Dataset entries
┏━━

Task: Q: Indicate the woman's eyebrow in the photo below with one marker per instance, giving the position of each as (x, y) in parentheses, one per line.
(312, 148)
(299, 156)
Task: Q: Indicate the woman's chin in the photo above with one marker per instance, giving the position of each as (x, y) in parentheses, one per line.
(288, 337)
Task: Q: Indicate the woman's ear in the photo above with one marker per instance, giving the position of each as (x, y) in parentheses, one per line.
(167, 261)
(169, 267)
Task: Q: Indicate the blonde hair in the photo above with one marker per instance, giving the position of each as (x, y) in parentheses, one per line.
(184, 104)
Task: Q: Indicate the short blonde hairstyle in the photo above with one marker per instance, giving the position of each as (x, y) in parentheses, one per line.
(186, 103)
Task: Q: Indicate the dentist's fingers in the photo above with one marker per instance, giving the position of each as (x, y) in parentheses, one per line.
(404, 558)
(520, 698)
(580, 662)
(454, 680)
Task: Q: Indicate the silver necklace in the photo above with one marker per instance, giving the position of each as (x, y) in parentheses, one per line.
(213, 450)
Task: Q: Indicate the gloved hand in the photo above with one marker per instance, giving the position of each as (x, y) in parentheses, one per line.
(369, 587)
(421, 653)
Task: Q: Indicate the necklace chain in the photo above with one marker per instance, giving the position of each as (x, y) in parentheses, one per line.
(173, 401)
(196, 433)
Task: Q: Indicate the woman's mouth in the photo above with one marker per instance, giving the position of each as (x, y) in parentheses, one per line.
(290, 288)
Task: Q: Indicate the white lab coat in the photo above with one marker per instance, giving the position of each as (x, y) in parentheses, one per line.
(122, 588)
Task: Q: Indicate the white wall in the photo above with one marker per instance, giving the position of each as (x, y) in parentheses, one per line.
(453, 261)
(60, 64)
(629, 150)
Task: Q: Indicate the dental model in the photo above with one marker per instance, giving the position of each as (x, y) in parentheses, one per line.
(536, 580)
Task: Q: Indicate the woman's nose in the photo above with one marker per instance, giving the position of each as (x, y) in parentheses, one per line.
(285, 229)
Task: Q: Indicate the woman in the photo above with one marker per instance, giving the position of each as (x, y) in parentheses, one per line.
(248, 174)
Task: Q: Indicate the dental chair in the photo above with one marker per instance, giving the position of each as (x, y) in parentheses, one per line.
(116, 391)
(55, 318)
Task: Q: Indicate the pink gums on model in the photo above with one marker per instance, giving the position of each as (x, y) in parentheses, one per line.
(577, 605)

┗━━

-- Task to complete --
Write out the entries above word for word.

-- Answer section --
Task: Q: Indicate the woman's eyebrow in the photo below with one marker per instance, giving the position of each as (x, y) in parentheses, one per line.
(312, 148)
(299, 156)
Task: Q: Indicate the woman's chin in the photo above with one marker per instance, giving the position of each as (x, y) in parentheses, one per line.
(288, 337)
Task: Q: Indicate the woman's ear in the photo above with one marker per instance, giving the position of each as (x, y) in parentheses, one per line.
(167, 261)
(169, 267)
Task: Q: Indicate the blonde hair in the photo above with one marker per instance, giving the position of each as (x, y) in parentheses, one per line.
(184, 104)
Task: Q: Indicate the short blonde hairstyle in the photo above with one marker per instance, giving the position of each as (x, y) in parentheses, one per line.
(186, 103)
Task: Q: Indicate the dentist's fingers in the photo above with one marker per instance, giving the position of each as (x, y) in parentheses, one per line.
(404, 558)
(520, 698)
(580, 662)
(454, 680)
Task: Q: Indicate the silver necklace in the photo above with one marker per instance, giving the position of each as (x, y) in parentheses, one per line.
(213, 450)
Task: Q: Indicate the gloved hand in the photo above with one marker per instance, giving the position of each as (x, y) in parentheses, one per line.
(369, 587)
(421, 653)
Task: Q: Indicate the necklace chain in the photo above with one marker per instance, giving the position of each as (x, y) in parentheses, one per line.
(173, 401)
(196, 433)
Task: Q: Indicate the woman's mouth in the photo above with one marker per instance, giving the position of each as (x, y) in parentheses, one per line.
(290, 288)
Task: Q: Indicate the white lab coat in the photo above with one marker per instance, giving the position of each as (x, y) in parentheses, one per line.
(122, 588)
Task: Q: Indicate the white wall in the photo above with one marker per instance, giving the position of each as (x, y) in parentheses, one per line.
(453, 261)
(60, 64)
(629, 150)
Task: Q: Indicate the dental model in the photo above with one marker per instance, giving the position of each as (x, y) in parentheses, one per line.
(536, 580)
Task: Q: Indicate the woman's nose in the photo above with one marker per instance, giving the position of each as (x, y) in parentheses, one per line.
(285, 229)
Task: Q: Indicate the woman in the photo above with one marker per instance, giving the position of each as (x, y) in parentheses, one per line.
(248, 174)
Task: Q: Indicate the dental chair in the photo above with one marker per instance, giving the position of each as (x, y) in parentheses, one per line.
(116, 391)
(55, 318)
Task: Q: Indicate the pink gums on model in the photo above with one marker per instance, giving the position of each as (x, y) in parentheses, one per line.
(577, 605)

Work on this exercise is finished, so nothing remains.